§ **Cosa fare**
[a] Stabilisci se ciascuna affermazione concorda con il brano sulle elezioni in Emilia Romagna: (i) Bonaccini ha ottenuto più di un milione di voti; (ii) l'affluenza ha superato il 70 per cento; (iii) nel 2014 l'affluenza si fermò al 37,7%. Per ognuna rispondi sì o no e cita tra virgolette le parole del brano che lo dimostrano.
[b] Secondo il brano sulle elezioni in Emilia Romagna, quanti voti separano Bonaccini dalla Borgonzoni?

§ **Brano da leggere**
"Cosa vogliono fare"? Scrive Vittorio Emiliani ... (il Fatto Quotidiano 29 gennaio) |
È una buona notizia che l’Emilia Romagna non sia passata sotto il governo di estrema destra della Lega, e che il plebiscito mediatico costruito da Matteo Salvini non sia andato a buon fine. Ma francamente sono molto scettico, e a tratti preoccupato, per la lettura entusiastica che di questo passaggio elettorale si sta dando anche nella sinistra che da tempo ha saggiamente deciso di non vedere nei turni elettorali i generatori del futuro (ma semmai di investire in quella rete dal basso di cui fa parte anche una realtà come “Volere la luna”). Provo a spiegare perché.
Innanzitutto, mi pare che la retorica post-elettorale stia inducendo a travisare i reali contorni numerici, e con essi i moventi profondi di quello che è successo. Come ha ben scritto Marco Revelli la maggior parte del territorio dell’Emilia Romagna (e proprio la parte più povera, e in ogni senso marginale) ha votato Lega. E se si guardano i numeri assoluti, c’è ben poco da stare allegri: Bonaccini ha avuto, infatti, 1.195.742 voti e la Borgonzoni 1.014.672. Non certo ordini di grandezza così lontani (lo scarto è di 181.000 voti): anzi, abbastanza vicini da indurre a parlare di una regione spaccata quasi esattamente a metà, in cui né il mito buon governo né la pregiudiziale antifascista sembrano poi così ben in salute. A fare la piccola, ma decisiva, differenza finale è stata evidentemente l’affluenza al voto (indubbiamente favorita dal clamore mediatico suscitato dalle Sardine), che però è ben lungi dall’essere da record: attestandosi al di sotto del 70 per cento e al secondo posto negativo nella storia delle elezioni regionali emiliane. Di meno gli emiliani avevano votato solo quando elessero il Bonaccini 1 (che nel 2014 fu votato dal 49% di un’affluenza bloccata al 37,7%). Anche la retorica del popolo chiamato in massa a scongiurare la caduta della città in mano ai barbari non fa dunque i conti con la realtà di un terzo degli aventi diritto al voto che rimane tranquillamente a casa, trovando indifferenti le due soluzioni sul piatto.

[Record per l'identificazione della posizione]
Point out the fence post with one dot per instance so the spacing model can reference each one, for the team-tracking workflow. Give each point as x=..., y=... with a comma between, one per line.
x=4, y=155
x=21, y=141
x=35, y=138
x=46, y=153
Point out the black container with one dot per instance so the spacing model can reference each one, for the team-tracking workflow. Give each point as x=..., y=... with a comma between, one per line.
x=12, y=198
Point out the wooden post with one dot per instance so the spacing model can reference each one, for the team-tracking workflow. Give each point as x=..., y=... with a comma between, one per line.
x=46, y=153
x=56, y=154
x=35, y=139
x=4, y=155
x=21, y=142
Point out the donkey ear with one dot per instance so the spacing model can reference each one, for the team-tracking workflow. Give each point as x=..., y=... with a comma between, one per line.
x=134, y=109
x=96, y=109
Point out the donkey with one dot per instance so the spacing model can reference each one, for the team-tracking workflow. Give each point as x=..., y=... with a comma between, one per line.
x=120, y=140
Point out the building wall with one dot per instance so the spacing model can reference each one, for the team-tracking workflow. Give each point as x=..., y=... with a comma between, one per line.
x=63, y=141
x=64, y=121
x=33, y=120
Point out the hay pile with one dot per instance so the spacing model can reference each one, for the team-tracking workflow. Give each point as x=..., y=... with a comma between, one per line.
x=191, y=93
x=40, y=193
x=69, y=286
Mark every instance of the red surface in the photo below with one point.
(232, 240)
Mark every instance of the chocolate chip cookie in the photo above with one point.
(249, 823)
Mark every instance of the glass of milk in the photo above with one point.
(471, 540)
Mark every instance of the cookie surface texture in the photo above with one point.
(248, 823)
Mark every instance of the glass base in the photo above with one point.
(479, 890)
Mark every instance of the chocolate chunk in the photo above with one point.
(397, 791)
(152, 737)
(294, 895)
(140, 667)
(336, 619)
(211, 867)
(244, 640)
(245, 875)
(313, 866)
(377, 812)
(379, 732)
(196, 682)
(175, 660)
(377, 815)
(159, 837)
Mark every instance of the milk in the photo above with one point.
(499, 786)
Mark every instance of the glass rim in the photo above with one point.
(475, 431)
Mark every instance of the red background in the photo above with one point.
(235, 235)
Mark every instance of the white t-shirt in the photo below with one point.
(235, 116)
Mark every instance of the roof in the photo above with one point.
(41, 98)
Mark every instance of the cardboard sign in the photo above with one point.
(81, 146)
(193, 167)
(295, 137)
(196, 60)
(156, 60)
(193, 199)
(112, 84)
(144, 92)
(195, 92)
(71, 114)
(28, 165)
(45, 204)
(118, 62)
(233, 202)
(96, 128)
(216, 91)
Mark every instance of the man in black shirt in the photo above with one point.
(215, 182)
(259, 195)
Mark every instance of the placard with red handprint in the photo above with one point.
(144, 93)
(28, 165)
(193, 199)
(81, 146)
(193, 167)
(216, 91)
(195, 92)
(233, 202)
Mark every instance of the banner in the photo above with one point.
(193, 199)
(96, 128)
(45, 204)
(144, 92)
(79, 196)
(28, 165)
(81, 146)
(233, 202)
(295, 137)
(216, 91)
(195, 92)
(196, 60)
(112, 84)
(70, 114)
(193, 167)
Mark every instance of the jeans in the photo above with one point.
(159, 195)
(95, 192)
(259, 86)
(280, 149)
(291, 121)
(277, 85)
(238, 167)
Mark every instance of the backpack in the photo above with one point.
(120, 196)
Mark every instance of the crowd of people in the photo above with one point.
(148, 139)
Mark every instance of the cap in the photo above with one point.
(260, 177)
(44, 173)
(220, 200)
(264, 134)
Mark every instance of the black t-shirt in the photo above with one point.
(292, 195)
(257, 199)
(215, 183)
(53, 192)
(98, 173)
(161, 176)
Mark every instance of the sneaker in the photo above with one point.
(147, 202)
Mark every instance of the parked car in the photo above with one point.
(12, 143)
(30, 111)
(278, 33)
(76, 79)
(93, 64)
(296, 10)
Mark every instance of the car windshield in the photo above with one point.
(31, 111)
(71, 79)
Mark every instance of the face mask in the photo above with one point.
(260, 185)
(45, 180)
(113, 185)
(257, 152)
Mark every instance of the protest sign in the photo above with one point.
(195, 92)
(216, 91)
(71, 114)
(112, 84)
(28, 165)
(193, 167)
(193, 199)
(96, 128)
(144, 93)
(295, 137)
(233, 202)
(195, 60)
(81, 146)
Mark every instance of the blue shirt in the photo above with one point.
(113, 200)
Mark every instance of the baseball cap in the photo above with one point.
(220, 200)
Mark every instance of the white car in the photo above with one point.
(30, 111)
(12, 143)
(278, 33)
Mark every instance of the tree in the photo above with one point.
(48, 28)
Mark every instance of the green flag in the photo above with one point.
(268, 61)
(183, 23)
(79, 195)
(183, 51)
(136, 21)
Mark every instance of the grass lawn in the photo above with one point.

...

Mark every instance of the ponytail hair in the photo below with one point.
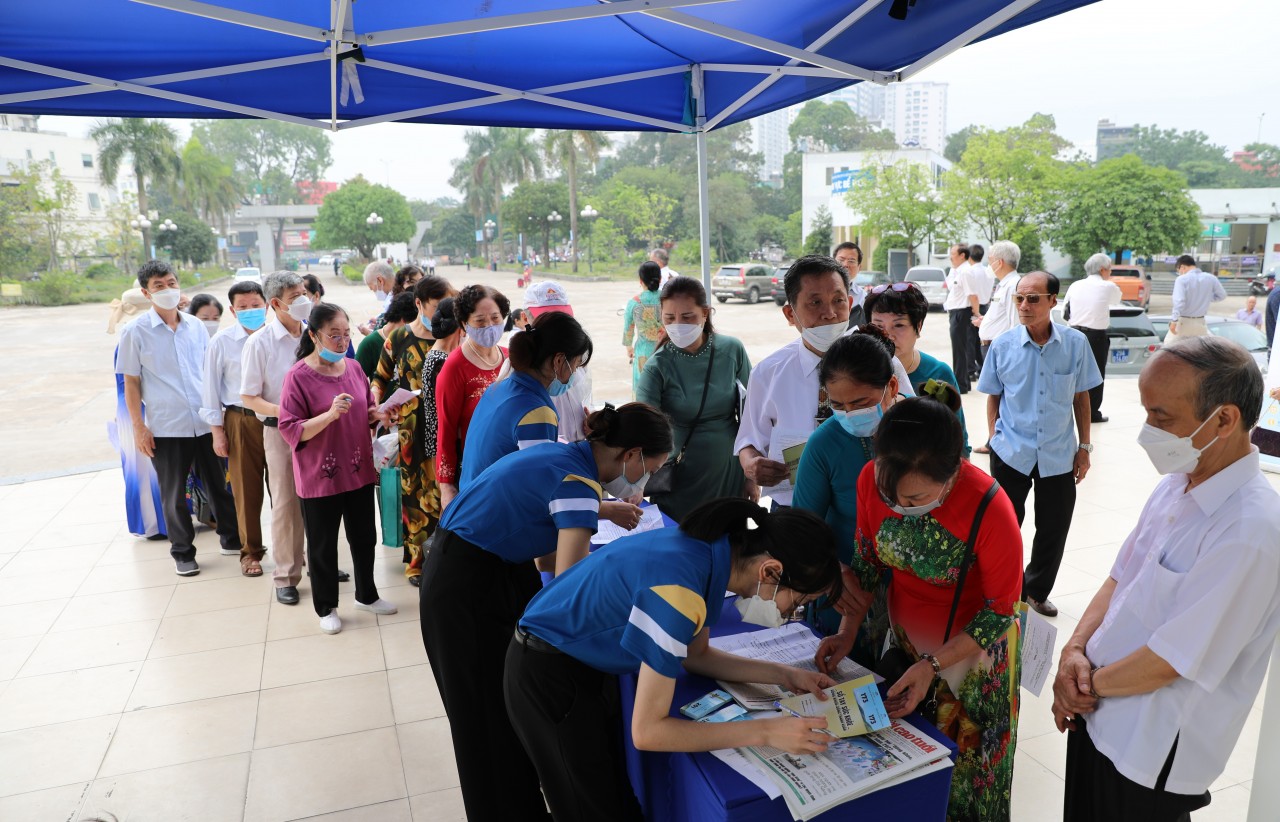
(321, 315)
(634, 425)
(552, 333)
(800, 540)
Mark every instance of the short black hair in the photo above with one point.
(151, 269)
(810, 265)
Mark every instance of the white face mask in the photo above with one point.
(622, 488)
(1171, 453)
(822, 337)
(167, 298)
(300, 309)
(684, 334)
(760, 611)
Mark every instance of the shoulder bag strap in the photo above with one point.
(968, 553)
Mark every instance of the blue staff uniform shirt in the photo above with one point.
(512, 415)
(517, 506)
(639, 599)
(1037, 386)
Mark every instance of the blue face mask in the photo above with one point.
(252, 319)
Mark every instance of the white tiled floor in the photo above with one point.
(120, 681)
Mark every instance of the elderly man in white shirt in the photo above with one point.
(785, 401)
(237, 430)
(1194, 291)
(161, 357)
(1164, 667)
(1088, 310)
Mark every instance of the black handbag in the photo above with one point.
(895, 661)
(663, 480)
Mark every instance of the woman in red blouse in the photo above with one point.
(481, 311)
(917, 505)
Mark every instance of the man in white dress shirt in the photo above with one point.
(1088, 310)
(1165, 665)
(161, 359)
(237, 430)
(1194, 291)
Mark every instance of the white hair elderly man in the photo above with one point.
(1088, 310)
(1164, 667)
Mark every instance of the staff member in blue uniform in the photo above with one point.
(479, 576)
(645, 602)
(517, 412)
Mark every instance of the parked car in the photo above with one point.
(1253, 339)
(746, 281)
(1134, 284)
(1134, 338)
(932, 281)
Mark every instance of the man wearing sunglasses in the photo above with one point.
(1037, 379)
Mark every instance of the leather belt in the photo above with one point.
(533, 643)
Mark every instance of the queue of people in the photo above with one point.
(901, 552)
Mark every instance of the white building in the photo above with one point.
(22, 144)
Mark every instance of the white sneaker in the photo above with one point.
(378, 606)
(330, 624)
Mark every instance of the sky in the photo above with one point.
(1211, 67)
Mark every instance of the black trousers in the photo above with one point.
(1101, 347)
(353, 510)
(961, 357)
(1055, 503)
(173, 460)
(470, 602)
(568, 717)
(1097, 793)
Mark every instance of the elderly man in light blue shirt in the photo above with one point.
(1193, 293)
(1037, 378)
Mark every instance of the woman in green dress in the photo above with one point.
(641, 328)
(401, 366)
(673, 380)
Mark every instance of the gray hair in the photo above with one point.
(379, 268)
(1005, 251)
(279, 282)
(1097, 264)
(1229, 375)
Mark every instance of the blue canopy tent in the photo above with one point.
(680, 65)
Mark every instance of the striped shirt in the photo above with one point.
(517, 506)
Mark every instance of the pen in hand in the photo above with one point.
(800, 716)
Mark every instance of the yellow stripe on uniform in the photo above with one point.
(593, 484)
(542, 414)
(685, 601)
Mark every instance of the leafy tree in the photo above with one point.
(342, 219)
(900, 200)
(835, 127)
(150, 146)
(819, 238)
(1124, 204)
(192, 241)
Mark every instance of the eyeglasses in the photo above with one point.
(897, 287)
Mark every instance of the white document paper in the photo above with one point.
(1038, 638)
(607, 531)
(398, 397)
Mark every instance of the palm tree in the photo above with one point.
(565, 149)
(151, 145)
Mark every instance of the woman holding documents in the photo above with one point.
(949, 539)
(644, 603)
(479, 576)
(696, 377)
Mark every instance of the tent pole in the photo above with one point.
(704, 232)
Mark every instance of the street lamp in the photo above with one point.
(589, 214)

==

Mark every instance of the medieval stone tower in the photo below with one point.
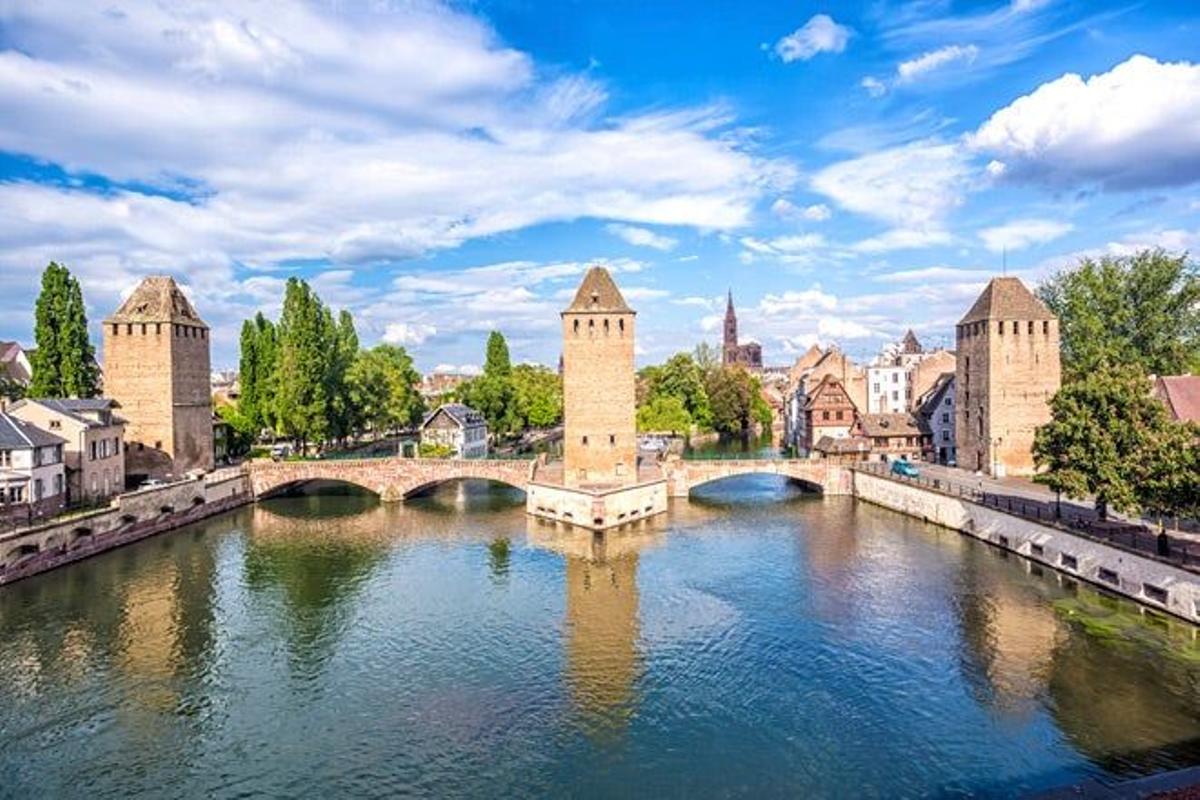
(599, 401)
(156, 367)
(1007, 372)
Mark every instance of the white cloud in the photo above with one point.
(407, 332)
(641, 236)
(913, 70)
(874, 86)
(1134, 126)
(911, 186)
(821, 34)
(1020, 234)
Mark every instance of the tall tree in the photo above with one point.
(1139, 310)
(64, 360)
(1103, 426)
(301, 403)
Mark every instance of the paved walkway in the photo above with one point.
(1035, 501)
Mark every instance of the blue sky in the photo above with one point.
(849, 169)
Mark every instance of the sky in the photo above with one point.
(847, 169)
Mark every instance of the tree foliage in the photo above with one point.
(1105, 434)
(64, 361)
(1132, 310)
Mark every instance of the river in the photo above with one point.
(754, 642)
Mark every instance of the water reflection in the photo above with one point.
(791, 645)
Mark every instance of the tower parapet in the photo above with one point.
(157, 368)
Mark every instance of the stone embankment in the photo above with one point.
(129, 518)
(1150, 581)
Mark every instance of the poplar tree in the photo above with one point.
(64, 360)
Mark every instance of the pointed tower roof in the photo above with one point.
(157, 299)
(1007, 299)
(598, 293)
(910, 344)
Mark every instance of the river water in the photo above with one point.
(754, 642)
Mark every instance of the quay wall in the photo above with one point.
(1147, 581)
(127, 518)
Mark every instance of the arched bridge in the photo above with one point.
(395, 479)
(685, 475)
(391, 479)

§ **Risposte finali**
[a]
(i) Sì: "Bonaccini ha avuto, infatti, 1.195.742 voti"
(ii) No: "attestandosi al di sotto del 70 per cento"
(iii) Sì: "un’affluenza bloccata al 37,7%"

[b] 181.000 voti.